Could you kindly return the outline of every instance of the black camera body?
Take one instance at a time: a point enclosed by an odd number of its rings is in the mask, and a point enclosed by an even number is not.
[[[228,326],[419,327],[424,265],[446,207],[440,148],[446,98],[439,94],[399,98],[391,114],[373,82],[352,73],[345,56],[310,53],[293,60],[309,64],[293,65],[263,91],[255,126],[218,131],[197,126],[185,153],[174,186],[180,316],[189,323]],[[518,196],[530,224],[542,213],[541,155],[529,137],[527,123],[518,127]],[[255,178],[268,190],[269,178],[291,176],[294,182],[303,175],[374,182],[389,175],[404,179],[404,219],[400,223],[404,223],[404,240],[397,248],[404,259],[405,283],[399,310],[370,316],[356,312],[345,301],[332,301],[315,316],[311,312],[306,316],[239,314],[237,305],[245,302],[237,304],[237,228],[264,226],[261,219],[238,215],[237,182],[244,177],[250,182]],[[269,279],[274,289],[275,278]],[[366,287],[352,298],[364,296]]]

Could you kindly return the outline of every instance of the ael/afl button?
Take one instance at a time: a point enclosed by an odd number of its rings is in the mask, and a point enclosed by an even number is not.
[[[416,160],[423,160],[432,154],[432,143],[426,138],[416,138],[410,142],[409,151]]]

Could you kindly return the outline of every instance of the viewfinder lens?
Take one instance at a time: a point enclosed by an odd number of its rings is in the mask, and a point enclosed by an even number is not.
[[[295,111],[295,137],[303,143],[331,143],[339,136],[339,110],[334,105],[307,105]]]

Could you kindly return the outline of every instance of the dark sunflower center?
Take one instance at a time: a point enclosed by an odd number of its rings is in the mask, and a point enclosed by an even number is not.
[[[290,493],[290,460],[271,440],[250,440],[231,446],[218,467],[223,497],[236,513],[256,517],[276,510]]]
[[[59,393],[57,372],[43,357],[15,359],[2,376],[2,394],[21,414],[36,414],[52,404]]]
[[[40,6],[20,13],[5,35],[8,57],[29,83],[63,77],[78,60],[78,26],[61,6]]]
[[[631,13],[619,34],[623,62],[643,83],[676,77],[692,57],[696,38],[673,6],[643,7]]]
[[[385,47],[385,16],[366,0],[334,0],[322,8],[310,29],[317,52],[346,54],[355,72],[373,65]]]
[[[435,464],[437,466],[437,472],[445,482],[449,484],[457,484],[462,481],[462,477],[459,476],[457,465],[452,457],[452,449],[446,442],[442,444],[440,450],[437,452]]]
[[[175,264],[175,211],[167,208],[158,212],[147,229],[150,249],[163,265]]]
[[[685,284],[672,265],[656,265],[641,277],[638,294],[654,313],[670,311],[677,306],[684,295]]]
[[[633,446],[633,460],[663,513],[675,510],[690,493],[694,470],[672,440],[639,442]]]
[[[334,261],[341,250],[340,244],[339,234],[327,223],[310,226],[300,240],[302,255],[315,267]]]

════════════════

#### Stated task:
How many lines in the entries above contain the word "Could"? Case matters; reply with the number only.

#### Answer for this exercise:
4